The collective is set to hold a "#LetUsBreathe Juneteenth Celebration" at Douglas Park Friday afternoon and into the evening. The event will be used to call attention to the case of Rekia Boyd, an unarmed African-American woman who was fatally shot in 2012 by Chicago Police Detective Dante Servin.

In April, a judge dismissed the case against Servin. The detective was facing charges that included involuntary manslaughter for killing the 22-year-old in Chicago's Douglas Park when he shot into a group of young people while off duty. Servin reportedly got into an argument with the group over the amount of noise they had been making.

"Juneteenth honors the history of black liberation work in America, and we use this day to lift up Rekia Boyd because of how her legacy is catalyzing contemporary black liberation work in Chicago and nationwide," said #LetUsBreathe spokeswoman Jennifer Pagan.

#LetUsBreathe co-director Damon Williams added: "We're continuing our critique of racially disproportionate police aggression by highlighting that though we've celebrated black liberation for 150 years, many black youth are still not free. And because North Lawndale is a community directly impacted by police violence and mass incarceration, we want to wrap that critique in love, joy, art and service."

Charleston Church Shooting

Juneteenth's 150th anniversary follows the Wednesday night massacre at a prominent African-American church in Charleston, South Carolina that left nine people dead, including a state legislator. The massacre, which is under investigation as a hate crime by federal authorities, took place during a prayer meeting at the historic Emanuel African Methodist Episcopal Church, which was burned down in the 1820s during slavery for its ties to a planned slave revolt before being rebuilt in 1834.

Excerpts from point annotation data
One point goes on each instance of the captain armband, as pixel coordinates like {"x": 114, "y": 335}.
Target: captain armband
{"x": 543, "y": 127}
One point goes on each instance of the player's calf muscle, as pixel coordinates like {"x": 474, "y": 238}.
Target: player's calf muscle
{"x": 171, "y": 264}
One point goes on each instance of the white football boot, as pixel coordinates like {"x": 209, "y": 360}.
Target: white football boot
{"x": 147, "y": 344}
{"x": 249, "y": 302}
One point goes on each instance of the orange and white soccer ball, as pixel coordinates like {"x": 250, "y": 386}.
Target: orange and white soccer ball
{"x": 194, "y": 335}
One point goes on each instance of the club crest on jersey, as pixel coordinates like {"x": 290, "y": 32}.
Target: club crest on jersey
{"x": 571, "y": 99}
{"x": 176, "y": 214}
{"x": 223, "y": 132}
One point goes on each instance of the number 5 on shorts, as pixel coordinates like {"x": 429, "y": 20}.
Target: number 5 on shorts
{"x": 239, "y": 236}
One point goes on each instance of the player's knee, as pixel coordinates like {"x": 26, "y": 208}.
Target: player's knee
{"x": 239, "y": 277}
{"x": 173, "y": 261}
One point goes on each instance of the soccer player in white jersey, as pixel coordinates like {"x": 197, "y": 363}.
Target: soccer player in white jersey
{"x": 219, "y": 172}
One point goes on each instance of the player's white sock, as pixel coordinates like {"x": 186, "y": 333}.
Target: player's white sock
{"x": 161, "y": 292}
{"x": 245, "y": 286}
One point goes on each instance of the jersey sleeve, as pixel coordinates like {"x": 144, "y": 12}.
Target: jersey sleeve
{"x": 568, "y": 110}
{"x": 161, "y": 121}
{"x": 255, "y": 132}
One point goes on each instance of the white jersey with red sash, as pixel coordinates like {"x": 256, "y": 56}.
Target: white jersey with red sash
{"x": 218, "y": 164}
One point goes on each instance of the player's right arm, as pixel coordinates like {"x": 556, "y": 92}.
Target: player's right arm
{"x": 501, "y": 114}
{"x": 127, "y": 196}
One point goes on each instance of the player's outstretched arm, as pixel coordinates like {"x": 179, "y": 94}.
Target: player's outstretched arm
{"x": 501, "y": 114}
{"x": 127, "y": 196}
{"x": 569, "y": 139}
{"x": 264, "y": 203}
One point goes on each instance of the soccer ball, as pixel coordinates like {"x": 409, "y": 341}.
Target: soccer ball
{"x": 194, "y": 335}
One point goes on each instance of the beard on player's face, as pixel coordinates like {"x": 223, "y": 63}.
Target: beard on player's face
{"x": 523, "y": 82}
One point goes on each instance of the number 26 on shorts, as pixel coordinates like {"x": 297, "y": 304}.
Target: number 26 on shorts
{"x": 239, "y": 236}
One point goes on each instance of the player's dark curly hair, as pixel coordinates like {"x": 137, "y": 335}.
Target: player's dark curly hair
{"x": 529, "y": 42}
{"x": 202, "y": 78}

## Tasks to perform
[1] Answer these questions from the Juneteenth article:
(a) In which park is the "#LetUsBreathe Juneteenth Celebration" set to take place?
(b) How old was Rekia Boyd when she was killed?
(c) In what year was the Emanuel African Methodist Episcopal Church rebuilt?
[2] From the Juneteenth article, print everything from "The collective is" down to "had been making.".

## The answers
[1]
(a) Douglas Park
(b) 22
(c) 1834

[2]
The collective is set to hold a "#LetUsBreathe Juneteenth Celebration" at Douglas Park Friday afternoon and into the evening. The event will be used to call attention to the case of Rekia Boyd, an unarmed African-American woman who was fatally shot in 2012 by Chicago Police Detective Dante Servin.

In April, a judge dismissed the case against Servin. The detective was facing charges that included involuntary manslaughter for killing the 22-year-old in Chicago's Douglas Park when he shot into a group of young people while off duty. Servin reportedly got into an argument with the group over the amount of noise they had been making.